> _Document excerpt_:
Since the spring, Jericsson Pichardo ’15 and Assistant Professor of Environmental Studies Joel Helfrich have worked on a project to help the nearby Rochester City School District (RCSD) open a new public school, the Rochester River School. Its curriculum will draw from that being developed by the Institute for Humane Education for schools it plans to open in New York City in two years, as well as the best practices of Pichardo’s alma mater, Urban Assembly New York Harbor School in New York City. On Thursday, Nov. 20, Zoe Weil, co-founder and president of the Institute for Humane Education, will discuss the concept of humane education in Rochester with members of the Rochester Teachers Association. During the event, Helfrich and Pichardo will announce their plans to open the Rochester River School in the fall of 2016.

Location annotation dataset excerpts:
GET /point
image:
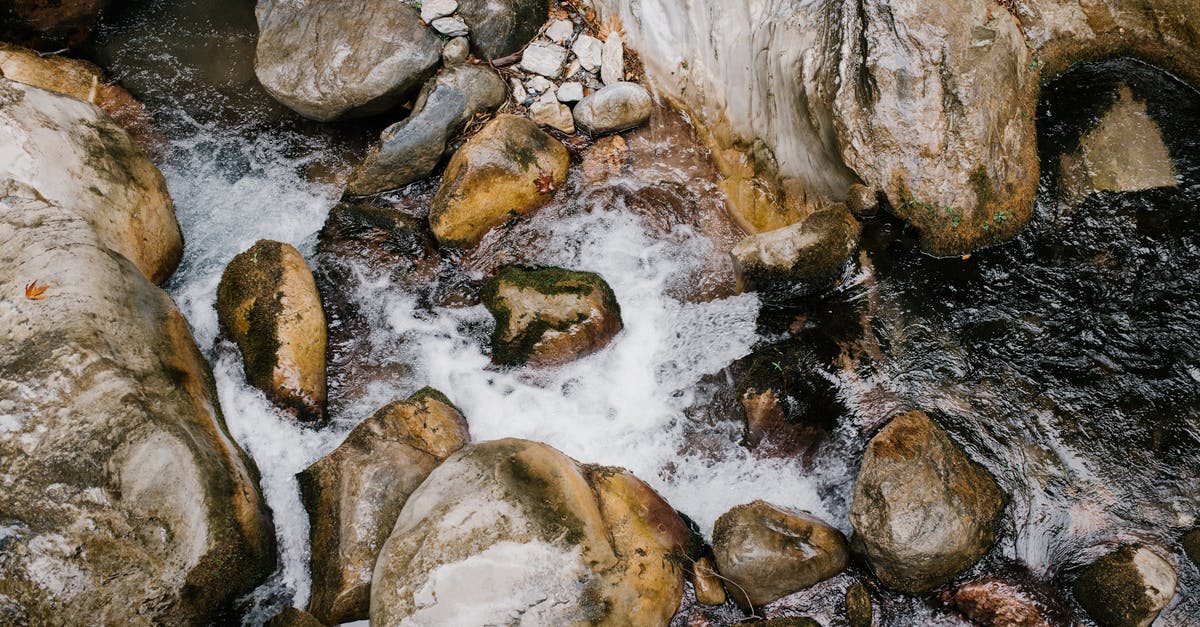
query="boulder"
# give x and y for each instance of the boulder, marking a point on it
(513, 527)
(509, 167)
(1126, 587)
(125, 499)
(327, 63)
(768, 551)
(53, 143)
(549, 316)
(1123, 153)
(499, 28)
(268, 304)
(798, 260)
(411, 149)
(922, 511)
(354, 494)
(997, 603)
(616, 107)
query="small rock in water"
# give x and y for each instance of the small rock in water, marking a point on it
(433, 10)
(617, 107)
(456, 51)
(559, 30)
(571, 91)
(450, 27)
(588, 51)
(545, 59)
(612, 60)
(1127, 587)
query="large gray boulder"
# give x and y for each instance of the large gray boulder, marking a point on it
(329, 61)
(922, 511)
(514, 527)
(411, 149)
(125, 500)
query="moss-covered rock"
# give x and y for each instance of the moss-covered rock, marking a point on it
(922, 512)
(510, 167)
(546, 316)
(268, 304)
(769, 551)
(798, 260)
(557, 542)
(354, 494)
(1126, 587)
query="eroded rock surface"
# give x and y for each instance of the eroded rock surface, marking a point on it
(557, 543)
(354, 494)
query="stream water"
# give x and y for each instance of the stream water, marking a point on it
(1066, 362)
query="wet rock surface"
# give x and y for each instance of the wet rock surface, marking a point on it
(597, 542)
(411, 149)
(327, 63)
(549, 316)
(922, 511)
(354, 494)
(768, 551)
(269, 305)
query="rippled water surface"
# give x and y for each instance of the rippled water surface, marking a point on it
(1066, 362)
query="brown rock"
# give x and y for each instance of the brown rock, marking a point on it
(354, 494)
(769, 551)
(268, 304)
(496, 175)
(547, 316)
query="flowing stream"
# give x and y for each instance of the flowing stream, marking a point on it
(1067, 362)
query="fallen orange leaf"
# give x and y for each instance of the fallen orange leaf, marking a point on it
(34, 291)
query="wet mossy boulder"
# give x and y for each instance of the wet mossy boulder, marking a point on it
(354, 495)
(798, 260)
(555, 541)
(549, 316)
(922, 511)
(509, 167)
(1126, 587)
(768, 551)
(268, 304)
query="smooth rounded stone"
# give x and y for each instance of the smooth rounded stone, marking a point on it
(327, 63)
(126, 501)
(617, 107)
(799, 260)
(589, 51)
(997, 603)
(412, 148)
(549, 316)
(544, 58)
(354, 495)
(268, 304)
(499, 28)
(769, 551)
(922, 511)
(77, 156)
(508, 167)
(456, 51)
(707, 583)
(1127, 587)
(1123, 153)
(513, 527)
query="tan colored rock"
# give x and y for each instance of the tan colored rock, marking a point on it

> _Written exercise_: Rewrite the part of the text about the planned Rochester public school between "Since the spring, Jericsson" and "fall of 2016.", inclusive, using "River School of Rochester" in place of "Rochester River School".

> _Output of the task_:
Since the spring, Jericsson Pichardo ’15 and Assistant Professor of Environmental Studies Joel Helfrich have worked on a project to help the nearby Rochester City School District (RCSD) open a new public school, the River School of Rochester. Its curriculum will draw from that being developed by the Institute for Humane Education for schools it plans to open in New York City in two years, as well as the best practices of Pichardo’s alma mater, Urban Assembly New York Harbor School in New York City. On Thursday, Nov. 20, Zoe Weil, co-founder and president of the Institute for Humane Education, will discuss the concept of humane education in Rochester with members of the Rochester Teachers Association. During the event, Helfrich and Pichardo will announce their plans to open the River School of Rochester in the fall of 2016.